=== DOCUMENT ===

Does Secularism Make People More Ethical?

From Der Spiegel:

By Hilmar Schmundt

Boston University Psychologist Catherine Caldwell-Harris has studied the difference between religious and secular minds.

JASON GROW/DER SPIEGEL

Boston University Psychologist Catherine Caldwell-Harris has studied the difference between religious and secular minds.

Non-believers are often more educated, more tolerant and know more about God than the pious. A new wave of research is trying to figure out what goes on in the minds of an ever-growing group of people known as the “Nones”.

Barry Kosmin is a different kind of market researcher. His data focuses on consumers targeted by companies like Lifechurch.tv or World Overcomers Christian Church TM. The sociologist analyzes church-affiliated commercial entities, from souvenir shops to television channels and worship services.

But the most significant target of Kosmin’s research is the consumer group most likely to shy away from such commercial products: secularists. “The non-religious, or Nones, hold the fastest-growing world view in the market,” says Kosmin. “In the past 20 years, their numbers in the United States have doubled to 15 percent.”

The director of the Institute for the Study of Secularism in Society and Culture at Trinity College in the US state of Connecticut, Kosmin is among the few researchers focused on the study of non-believers. This umbrella covers various groups including atheists, agnostics and humanists, as well as those who are simply indifferent to religion.

Secularists make up some 15 percent of the global population, or about 1 billion people. As a group, this puts them third in size behind Christians (2.3 billion) and Muslims (1.6 billion). Despite their large numbers, little is known about this group of people. Who are they? And if not religion, what do they believe in?

“Sometimes I feel like Christopher Columbus on an expedition to an unknown continent,” says Kosmin. “For example, many believe that the US population is steadily becoming more religious — but this is an optical illusion. Many evangelicals have simply become more aggressive and more political.”

US Churches Losing Millions of Members

This heightened public profile may be contributing to the shrinking numbers of religious believers. Churches in the US are losing up to 1 million members every year. In Europe, secularization has advanced even further. The number of non-religious people, those who do not believe in God or any higher power, has reached approximately 40 percent in France and about 27 percent in Germany.

Until now, researchers examining religious populations have mostly come from faith-based backgrounds. The Vatican was a pioneer when it established the Secretariat for Non-Believers in order to “detect in the atheistic mind the hidden causes for the denial of God” in 1965.

=== DATASET ENTRIES ===

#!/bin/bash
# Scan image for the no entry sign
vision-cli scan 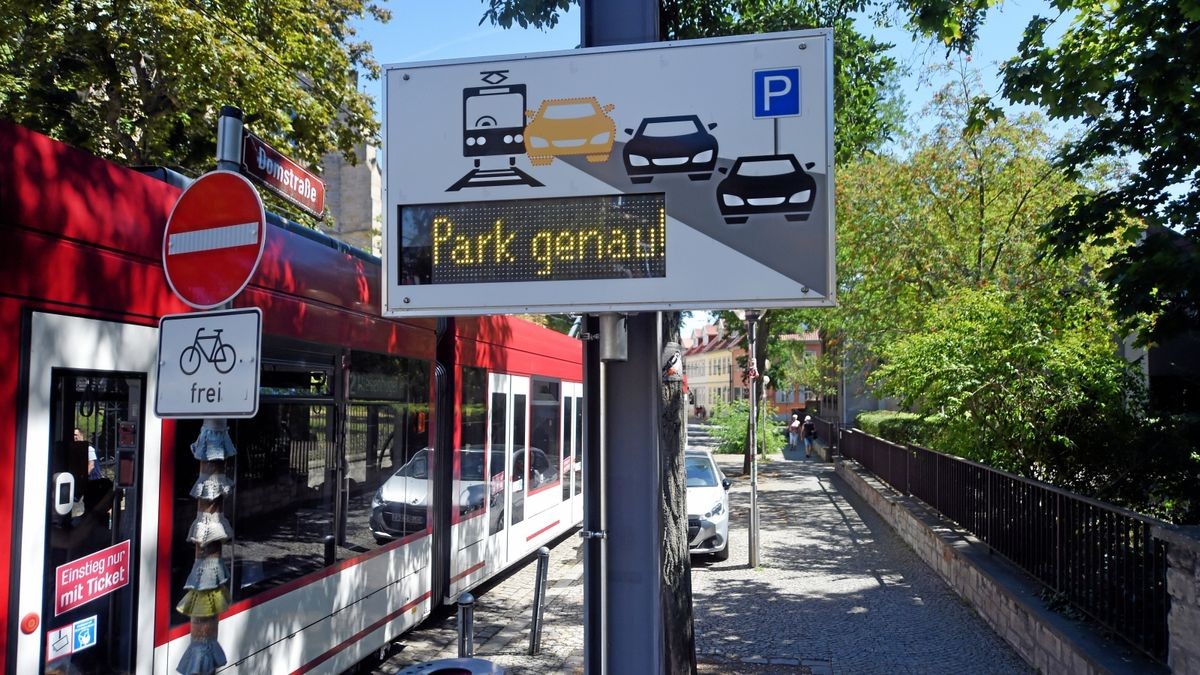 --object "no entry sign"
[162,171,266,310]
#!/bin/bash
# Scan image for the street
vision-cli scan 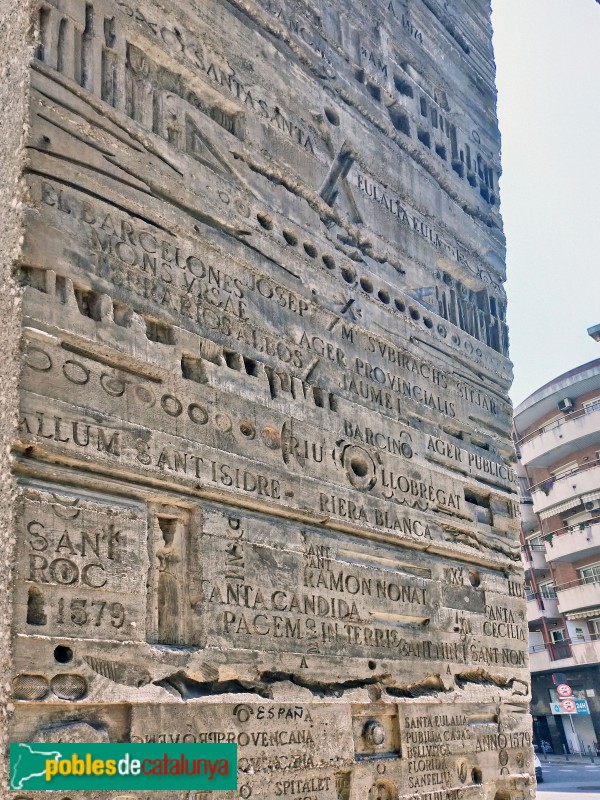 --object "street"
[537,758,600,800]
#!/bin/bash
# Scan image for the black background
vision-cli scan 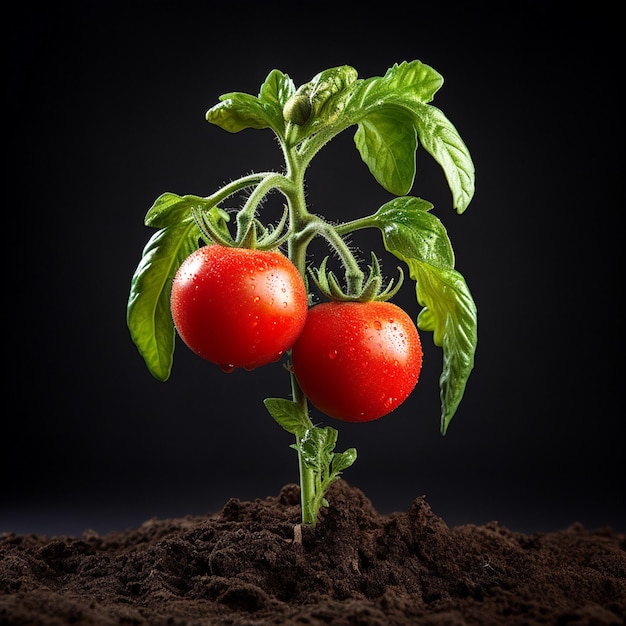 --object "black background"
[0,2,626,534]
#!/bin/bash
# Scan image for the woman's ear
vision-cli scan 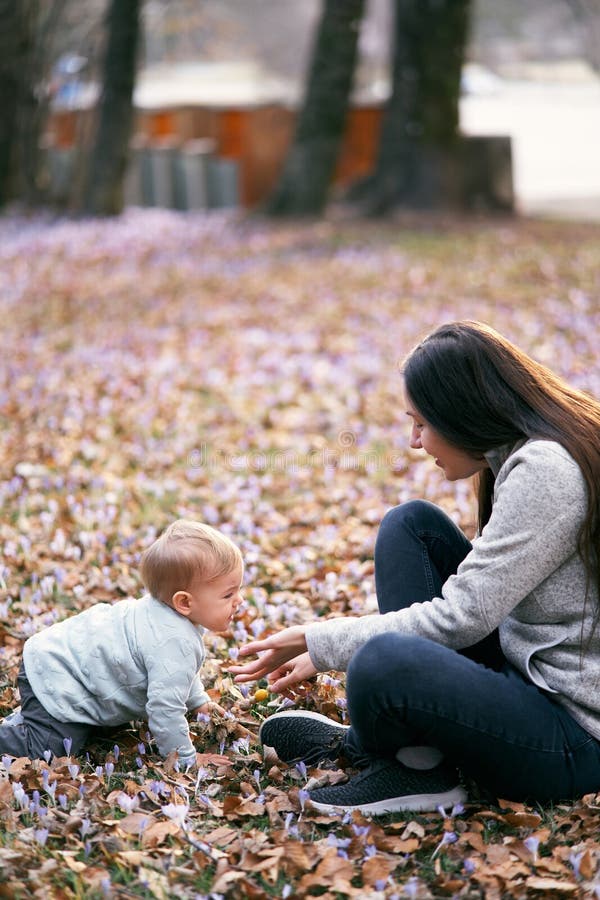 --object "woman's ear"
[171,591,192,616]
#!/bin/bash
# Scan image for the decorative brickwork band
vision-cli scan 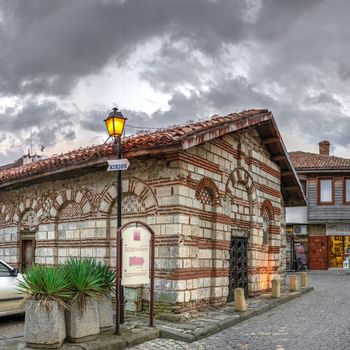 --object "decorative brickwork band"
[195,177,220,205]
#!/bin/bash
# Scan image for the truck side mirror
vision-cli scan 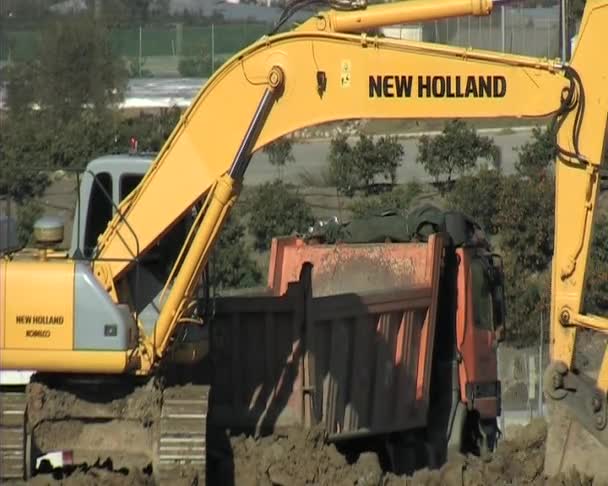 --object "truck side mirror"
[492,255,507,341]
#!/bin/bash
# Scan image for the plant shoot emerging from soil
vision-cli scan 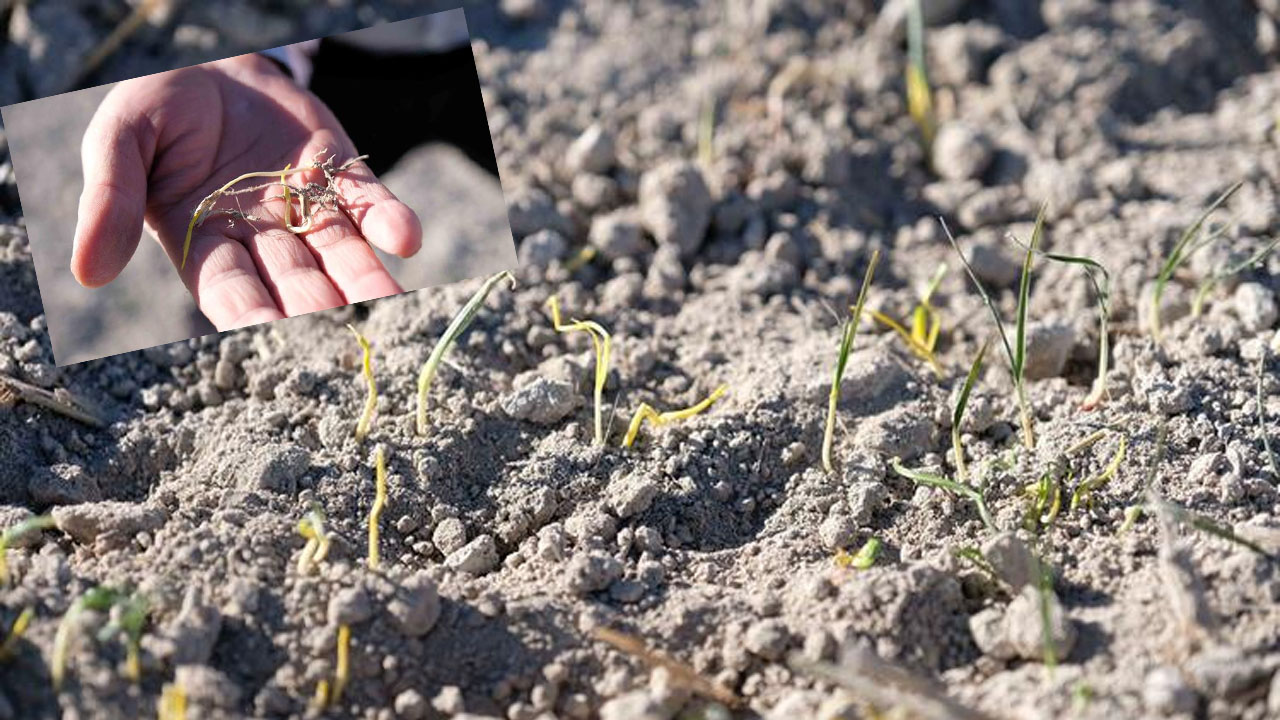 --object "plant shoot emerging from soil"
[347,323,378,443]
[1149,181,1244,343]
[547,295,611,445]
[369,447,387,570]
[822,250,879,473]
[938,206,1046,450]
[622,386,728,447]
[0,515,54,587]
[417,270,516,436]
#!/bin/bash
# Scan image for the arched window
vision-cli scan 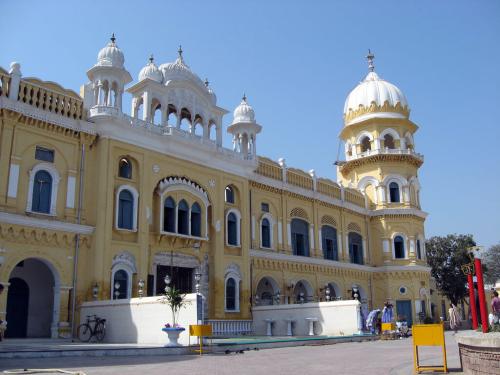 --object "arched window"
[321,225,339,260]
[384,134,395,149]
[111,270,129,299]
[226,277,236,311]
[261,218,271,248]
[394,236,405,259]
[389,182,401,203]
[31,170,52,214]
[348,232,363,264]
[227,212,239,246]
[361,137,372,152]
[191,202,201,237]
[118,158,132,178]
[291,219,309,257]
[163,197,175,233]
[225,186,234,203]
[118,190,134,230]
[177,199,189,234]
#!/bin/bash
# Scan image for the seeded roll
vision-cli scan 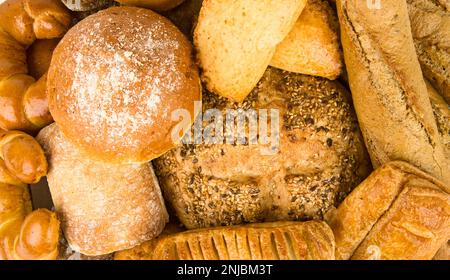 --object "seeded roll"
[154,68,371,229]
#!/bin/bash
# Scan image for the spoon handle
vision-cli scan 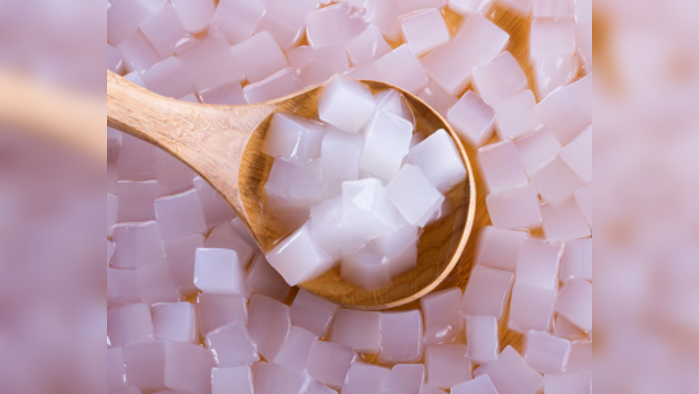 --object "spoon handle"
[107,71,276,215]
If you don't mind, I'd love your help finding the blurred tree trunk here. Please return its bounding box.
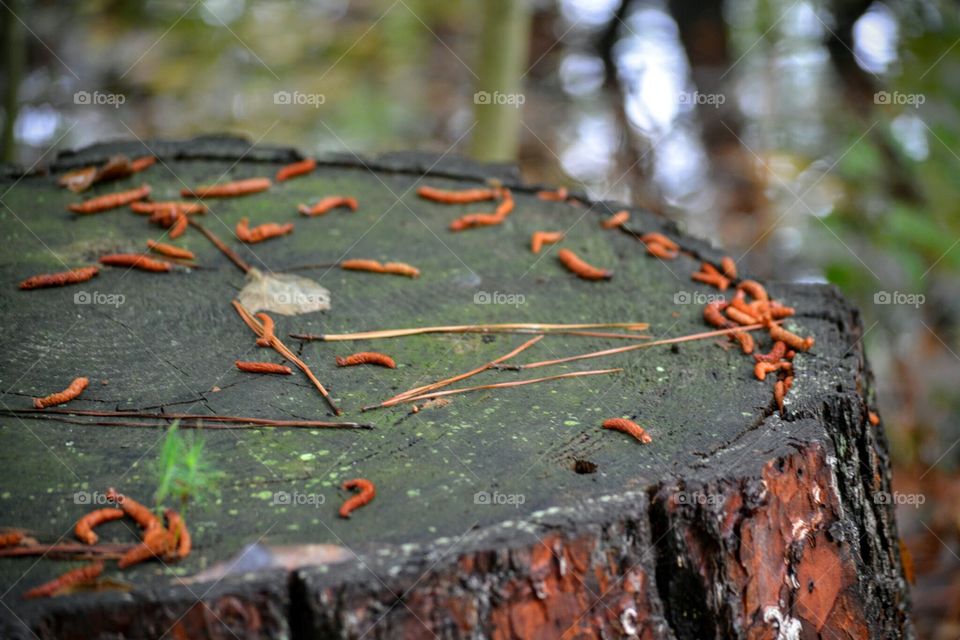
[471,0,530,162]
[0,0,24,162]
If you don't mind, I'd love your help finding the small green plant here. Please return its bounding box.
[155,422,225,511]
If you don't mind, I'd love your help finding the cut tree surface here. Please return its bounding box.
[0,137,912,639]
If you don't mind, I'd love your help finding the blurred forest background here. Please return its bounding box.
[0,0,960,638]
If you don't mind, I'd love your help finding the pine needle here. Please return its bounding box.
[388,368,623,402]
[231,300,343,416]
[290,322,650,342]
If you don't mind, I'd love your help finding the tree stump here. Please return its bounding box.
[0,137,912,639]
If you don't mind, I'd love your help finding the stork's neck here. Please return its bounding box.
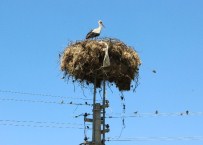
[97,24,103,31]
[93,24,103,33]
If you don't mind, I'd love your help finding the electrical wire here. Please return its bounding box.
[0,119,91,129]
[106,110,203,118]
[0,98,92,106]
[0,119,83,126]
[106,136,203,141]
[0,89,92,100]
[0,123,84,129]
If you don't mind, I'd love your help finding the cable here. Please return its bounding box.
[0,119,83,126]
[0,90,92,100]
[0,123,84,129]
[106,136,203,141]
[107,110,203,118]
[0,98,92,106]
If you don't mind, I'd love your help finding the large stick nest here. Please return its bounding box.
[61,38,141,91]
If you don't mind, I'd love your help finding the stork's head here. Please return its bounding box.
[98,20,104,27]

===

> **EXERCISE REQUIREMENTS**:
a – Give again, word for word, the part of the secularism article that runs between "The director of" and "indifferent to religion.", inclusive.
b – Proceed with the article on secularism and non-believers, picking up from its last sentence.

> **EXPECTED ANSWERS**:
a –
The director of the Institute for the Study of Secularism in Society and Culture at Trinity College in the US state of Connecticut, Kosmin is among the few researchers focused on the study of non-believers. This umbrella covers various groups including atheists, agnostics and humanists, as well as those who are simply indifferent to religion.

b –
But the numbers of secularists are growing. By now, non-believers have even infiltrated the churches: In a survey conducted by the Protestant Church in Germany, 3 percent of Protestants admitted that they did not believe in God. Church leaders may seek comfort in the idea that skepticism towards God is limited to Western Christian thought. China, South Korea and Japan, however, are commonly counted as being amongst the most secular countries.

Now secular researchers like Kosmin want to determine just how the religious and secularist minds differ — and their initial findings are a surprise. While secularism was typically limited to the realm of educated, affluent and male-dominated urban societies, atheism is now spreading across much broader spectrums of society.

Opposition to the Death Penalty, War and Discrimination

So what do these increasing numbers of non-believers believe in, if not God? Sociologist Phil Zuckerman, who hopes to start a secular studies major at California’s Pitzer College, says that secularists tend to be more ethical than religious people. On average, they are more commonly opposed to the death penalty, war and discrimination. And they also have fewer objections to foreigners, homosexuals, oral sex and hashish.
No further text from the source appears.